• **TASKS TO COMPLETE**:
1. Print the employee trust article from "An employee trust is typically" to "the employee trust.".
2. In the listing, switch "white tent" to "white canopy" in the lines from the line with "Provide the segmentation of every instance of the white tent" to the line with "[[136,44],[132,44],[132,46],[131,46],[131,48],[136,48]]", both included. Return only those lines, with everything else unchanged.

• **ARTICLE**:

— start —

= Employee trust =

An employee trust is a trust for the benefit of employees.

The employees that an employee trust benefits are usually defined by reference to employment by a particular company (or group of companies). In addition to employees, the beneficiaries may, under the terms of the trust, include some or all of former employees (of the relevant company or group) and individuals defined by reference to their marriage to, civil partnership with or dependence on such an employee (or former employee). Charities may also be included in the class of beneficiaries.

An employee trust is typically established by the relevant employing company (or a company in the employing group) entering into a trust deed (or other trust instrument) which sets out the terms of the trust, including who is to act as its trustee. An employee trust could also be established by an individual, for example a shareholder in the relevant company, including by their Will.

The choice of who is the trustee of the trust and the type of property subject to the trust will vary depending on the purpose of the employee trust.

Many employee trusts are discretionary trusts, where the trustee has discretion to select which beneficiaries benefit, when and how.  It is possible that beneficiaries have fixed or absolute interests, for example, where shares awarded to employees under an employee share ownership plan remain held in an employee trust.

— end —

• **Contour labeling entries**:
— start —

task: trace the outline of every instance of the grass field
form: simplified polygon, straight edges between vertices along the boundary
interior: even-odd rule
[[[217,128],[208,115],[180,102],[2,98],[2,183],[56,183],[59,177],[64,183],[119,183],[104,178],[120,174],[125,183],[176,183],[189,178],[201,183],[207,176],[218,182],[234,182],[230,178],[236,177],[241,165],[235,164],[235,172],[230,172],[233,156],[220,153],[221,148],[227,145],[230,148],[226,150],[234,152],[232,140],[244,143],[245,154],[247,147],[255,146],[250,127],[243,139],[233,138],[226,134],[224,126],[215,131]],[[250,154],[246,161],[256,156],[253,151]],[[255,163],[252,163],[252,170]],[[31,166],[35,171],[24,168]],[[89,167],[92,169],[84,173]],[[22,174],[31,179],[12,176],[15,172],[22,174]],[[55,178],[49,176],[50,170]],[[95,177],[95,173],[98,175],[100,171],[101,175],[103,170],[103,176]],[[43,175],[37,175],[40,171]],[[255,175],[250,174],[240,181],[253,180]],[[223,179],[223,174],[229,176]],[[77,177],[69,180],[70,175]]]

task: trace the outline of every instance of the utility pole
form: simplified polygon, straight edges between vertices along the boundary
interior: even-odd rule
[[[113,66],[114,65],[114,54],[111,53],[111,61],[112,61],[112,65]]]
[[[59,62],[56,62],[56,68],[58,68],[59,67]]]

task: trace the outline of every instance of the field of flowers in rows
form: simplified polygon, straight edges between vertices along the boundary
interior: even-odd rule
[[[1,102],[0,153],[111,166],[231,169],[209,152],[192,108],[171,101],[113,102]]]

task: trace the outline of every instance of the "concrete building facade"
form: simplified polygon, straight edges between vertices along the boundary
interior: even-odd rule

— end —
— start —

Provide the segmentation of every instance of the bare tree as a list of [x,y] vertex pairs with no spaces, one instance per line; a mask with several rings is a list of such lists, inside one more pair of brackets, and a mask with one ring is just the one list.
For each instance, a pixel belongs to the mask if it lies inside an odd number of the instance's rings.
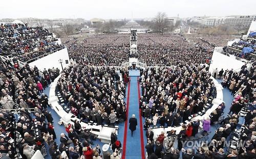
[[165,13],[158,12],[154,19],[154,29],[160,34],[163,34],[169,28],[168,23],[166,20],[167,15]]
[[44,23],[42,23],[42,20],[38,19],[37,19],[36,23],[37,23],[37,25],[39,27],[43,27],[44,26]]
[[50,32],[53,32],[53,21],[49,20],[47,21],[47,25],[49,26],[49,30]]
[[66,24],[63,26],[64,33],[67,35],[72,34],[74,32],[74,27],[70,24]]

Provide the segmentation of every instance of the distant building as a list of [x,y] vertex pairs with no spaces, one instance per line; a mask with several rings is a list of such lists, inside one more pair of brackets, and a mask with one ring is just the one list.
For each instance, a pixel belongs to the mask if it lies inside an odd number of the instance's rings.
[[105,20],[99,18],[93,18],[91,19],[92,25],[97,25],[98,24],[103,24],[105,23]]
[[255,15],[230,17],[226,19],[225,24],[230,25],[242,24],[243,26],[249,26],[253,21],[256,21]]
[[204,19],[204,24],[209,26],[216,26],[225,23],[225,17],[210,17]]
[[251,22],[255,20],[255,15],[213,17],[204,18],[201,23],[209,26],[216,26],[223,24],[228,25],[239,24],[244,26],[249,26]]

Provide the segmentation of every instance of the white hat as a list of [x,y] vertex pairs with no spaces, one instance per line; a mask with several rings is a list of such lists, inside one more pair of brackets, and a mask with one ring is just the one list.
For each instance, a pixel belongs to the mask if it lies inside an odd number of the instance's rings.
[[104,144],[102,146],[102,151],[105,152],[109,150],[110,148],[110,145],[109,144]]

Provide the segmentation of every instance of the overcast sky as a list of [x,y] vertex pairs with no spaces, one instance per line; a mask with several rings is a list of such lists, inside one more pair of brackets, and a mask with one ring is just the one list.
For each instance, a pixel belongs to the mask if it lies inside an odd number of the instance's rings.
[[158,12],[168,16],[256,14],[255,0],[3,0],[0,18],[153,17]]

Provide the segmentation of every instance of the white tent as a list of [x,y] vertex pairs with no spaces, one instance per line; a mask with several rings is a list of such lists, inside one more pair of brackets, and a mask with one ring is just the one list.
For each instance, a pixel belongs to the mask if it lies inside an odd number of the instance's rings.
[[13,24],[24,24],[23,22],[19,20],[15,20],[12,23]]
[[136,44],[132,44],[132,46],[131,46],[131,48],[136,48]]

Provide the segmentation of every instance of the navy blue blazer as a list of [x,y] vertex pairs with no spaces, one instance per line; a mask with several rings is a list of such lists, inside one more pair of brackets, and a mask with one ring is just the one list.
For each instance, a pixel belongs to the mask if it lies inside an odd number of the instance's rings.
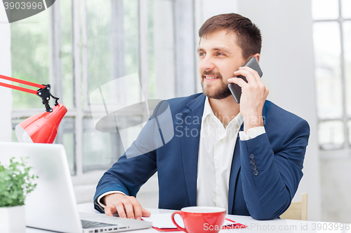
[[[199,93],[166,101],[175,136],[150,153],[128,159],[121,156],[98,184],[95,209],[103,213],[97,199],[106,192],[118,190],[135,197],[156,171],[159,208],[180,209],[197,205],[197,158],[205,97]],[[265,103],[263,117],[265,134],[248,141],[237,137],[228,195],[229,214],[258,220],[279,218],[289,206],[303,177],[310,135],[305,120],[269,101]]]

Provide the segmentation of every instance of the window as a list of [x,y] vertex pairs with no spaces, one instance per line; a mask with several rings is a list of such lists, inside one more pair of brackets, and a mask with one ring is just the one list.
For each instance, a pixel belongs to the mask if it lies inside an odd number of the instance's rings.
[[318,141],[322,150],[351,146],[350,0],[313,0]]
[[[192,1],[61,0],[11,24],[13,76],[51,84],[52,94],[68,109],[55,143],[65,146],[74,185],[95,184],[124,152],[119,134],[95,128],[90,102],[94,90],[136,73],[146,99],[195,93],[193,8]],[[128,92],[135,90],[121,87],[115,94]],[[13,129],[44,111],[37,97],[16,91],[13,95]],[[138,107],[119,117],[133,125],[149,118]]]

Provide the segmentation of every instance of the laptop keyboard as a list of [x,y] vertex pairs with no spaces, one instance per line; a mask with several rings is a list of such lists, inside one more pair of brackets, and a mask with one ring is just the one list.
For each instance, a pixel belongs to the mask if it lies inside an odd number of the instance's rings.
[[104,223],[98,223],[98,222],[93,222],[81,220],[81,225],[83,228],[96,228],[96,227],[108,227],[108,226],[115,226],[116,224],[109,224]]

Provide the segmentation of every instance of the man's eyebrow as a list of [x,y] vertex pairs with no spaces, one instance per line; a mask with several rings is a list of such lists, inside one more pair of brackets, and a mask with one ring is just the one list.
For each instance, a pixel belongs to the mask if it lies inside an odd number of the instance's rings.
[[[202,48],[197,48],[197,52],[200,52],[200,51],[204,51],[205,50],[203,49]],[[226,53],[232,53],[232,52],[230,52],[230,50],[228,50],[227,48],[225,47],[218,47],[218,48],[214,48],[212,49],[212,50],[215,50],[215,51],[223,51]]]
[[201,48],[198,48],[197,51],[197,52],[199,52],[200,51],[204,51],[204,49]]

— end —

• **SOLUTIONS**:
1.
An employee trust is typically established by the relevant employing company (or a company in the employing group) entering into a trust deed (or other trust instrument) which sets out the terms of the trust, including who is to act as its trustee. An employee trust could also be established by an individual, for example a shareholder in the relevant company, including by their Will.

The choice of who is the trustee of the trust and the type of property subject to the trust will vary depending on the purpose of the employee trust.

2.
Provide the segmentation of every instance of the white canopy as a list of [x,y] vertex pairs with no spaces, one instance per line; a mask with several rings is a list of such lists, inside one more pair of brackets, and a mask with one ring is just the one list.
For each instance, a pixel belongs to the mask if it lies inside an odd number of the instance's rings.
[[13,24],[24,24],[23,22],[19,20],[15,20],[12,23]]
[[136,44],[132,44],[132,46],[131,46],[131,48],[136,48]]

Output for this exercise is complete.